→ **YOUR TASK**: Your reply should hold exactly the lines from the one that contains "Exercise. Put one point on every instance of the wooden fence" through the end of the data. Repeat them word for word.

-- GIVEN INFORMATION follows --

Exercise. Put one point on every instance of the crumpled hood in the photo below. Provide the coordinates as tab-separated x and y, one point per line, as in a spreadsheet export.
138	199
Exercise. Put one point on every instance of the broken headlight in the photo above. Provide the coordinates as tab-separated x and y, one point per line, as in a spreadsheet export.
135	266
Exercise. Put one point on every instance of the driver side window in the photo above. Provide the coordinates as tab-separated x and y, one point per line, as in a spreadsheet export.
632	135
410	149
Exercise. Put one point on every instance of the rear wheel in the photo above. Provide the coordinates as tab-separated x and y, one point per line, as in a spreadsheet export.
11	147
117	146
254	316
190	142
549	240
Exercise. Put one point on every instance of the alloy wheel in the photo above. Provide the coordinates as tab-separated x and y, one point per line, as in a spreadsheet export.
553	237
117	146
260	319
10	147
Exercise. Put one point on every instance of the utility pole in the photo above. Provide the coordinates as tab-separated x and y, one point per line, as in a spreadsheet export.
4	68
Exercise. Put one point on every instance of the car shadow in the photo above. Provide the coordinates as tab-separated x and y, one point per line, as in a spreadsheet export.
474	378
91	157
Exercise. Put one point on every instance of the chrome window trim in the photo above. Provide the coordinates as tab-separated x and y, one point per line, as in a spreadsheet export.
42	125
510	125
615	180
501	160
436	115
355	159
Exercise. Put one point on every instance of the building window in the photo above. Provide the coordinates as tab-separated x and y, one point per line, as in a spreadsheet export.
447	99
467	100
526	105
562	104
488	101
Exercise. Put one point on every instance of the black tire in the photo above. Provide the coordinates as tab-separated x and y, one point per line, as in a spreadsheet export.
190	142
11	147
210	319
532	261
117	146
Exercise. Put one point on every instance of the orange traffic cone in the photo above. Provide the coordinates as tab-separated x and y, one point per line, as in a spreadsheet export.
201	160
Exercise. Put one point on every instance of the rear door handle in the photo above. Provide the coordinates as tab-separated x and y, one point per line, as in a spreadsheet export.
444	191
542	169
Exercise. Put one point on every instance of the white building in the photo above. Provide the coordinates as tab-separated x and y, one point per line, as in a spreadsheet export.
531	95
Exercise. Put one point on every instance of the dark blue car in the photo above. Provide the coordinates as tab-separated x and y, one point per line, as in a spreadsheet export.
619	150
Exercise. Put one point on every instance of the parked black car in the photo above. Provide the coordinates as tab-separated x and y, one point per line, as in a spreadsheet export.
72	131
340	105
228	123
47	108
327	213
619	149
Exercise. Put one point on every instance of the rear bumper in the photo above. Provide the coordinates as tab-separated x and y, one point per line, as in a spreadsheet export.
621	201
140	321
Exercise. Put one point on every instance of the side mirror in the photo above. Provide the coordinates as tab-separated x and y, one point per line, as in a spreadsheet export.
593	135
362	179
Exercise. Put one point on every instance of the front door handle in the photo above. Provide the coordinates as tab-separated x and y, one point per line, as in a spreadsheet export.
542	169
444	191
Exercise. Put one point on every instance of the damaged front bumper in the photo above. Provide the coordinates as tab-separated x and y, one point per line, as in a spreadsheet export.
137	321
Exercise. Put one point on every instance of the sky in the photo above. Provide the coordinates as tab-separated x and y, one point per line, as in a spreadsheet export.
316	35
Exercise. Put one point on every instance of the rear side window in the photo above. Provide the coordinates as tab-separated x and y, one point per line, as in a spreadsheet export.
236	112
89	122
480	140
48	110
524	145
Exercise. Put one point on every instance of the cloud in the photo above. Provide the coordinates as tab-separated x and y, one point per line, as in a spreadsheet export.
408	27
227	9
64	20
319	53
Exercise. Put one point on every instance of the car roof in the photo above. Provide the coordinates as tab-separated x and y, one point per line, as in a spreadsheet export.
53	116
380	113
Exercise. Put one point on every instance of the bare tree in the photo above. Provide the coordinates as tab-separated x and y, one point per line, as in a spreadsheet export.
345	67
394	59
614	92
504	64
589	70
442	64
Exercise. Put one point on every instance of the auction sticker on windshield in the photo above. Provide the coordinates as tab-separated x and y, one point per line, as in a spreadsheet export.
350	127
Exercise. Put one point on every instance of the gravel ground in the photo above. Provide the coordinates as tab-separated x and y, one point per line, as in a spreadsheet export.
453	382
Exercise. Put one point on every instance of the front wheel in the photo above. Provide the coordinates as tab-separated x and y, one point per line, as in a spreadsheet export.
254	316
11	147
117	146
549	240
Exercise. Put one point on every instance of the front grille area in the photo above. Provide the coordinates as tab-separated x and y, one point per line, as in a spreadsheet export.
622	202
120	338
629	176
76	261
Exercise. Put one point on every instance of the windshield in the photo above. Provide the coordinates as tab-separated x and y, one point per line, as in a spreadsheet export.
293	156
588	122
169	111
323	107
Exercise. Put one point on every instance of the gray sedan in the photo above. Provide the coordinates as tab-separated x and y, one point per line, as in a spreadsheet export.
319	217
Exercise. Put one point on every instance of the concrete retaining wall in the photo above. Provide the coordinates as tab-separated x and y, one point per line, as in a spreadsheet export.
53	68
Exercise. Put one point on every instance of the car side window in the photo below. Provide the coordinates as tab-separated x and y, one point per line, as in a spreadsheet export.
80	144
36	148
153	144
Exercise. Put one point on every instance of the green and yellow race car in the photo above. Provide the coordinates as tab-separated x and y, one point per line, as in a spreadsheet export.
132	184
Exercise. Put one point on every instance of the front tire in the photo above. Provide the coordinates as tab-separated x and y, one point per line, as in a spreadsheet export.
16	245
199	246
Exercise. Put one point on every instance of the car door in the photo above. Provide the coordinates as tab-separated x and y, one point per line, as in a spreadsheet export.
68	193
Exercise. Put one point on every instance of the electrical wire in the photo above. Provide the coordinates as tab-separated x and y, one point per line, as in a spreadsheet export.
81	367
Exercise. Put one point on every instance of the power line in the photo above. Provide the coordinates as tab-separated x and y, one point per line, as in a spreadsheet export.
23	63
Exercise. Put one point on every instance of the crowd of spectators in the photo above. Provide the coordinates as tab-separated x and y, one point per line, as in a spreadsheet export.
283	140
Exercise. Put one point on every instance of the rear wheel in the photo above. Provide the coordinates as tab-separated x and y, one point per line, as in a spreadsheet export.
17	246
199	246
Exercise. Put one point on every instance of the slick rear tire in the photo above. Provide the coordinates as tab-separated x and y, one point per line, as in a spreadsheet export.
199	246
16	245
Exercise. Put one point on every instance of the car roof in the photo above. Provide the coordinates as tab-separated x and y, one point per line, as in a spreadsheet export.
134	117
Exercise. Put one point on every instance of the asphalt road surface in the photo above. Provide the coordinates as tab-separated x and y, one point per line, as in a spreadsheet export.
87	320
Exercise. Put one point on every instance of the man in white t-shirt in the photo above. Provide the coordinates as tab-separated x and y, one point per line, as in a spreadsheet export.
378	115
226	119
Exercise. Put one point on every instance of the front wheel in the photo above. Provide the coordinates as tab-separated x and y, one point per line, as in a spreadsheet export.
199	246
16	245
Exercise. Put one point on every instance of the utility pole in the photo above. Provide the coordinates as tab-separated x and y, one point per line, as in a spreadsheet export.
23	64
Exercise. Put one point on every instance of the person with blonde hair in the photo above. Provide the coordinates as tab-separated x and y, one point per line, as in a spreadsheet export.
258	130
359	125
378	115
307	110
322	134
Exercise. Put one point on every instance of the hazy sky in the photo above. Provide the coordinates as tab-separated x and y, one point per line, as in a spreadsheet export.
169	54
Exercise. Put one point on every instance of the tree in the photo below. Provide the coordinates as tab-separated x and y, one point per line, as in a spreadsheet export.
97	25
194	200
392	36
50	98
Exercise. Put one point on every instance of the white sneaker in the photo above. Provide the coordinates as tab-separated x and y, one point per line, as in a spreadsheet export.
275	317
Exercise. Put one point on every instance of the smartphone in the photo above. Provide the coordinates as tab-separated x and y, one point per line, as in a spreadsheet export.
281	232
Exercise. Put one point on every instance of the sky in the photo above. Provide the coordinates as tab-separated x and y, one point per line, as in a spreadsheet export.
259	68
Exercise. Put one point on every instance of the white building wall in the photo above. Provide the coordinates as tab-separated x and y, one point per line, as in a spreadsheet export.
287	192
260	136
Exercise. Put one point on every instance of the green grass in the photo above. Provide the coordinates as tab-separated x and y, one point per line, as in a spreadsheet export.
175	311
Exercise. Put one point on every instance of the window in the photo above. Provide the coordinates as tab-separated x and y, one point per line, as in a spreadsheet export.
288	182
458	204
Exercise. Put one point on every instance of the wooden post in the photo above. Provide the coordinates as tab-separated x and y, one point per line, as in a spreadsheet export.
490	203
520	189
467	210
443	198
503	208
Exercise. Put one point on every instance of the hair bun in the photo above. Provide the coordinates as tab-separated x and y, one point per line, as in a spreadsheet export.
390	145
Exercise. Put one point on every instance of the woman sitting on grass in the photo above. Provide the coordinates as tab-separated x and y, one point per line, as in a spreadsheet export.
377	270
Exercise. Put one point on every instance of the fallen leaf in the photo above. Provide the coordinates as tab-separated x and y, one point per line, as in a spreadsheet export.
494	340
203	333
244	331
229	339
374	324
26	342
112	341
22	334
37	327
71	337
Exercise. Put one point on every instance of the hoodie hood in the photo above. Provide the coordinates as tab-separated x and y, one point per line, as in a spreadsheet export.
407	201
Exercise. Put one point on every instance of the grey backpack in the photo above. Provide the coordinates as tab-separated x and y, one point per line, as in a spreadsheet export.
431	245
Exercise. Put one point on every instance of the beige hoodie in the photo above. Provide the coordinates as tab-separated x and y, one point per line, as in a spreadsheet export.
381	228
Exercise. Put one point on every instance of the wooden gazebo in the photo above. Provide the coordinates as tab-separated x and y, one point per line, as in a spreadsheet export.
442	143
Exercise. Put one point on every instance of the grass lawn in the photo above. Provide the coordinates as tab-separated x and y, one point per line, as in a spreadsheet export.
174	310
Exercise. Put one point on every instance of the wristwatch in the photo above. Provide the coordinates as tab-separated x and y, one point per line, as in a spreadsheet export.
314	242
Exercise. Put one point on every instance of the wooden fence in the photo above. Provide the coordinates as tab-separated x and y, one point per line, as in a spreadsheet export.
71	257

-- GIVEN INFORMATION concluded --

→ **WRITTEN SOLUTION**:
Exercise. Put one point on every instance of the wooden fence in the photo above. Provide the coordinates as tab-separated x and y, one point per line, as in a spreadsheet export.
71	257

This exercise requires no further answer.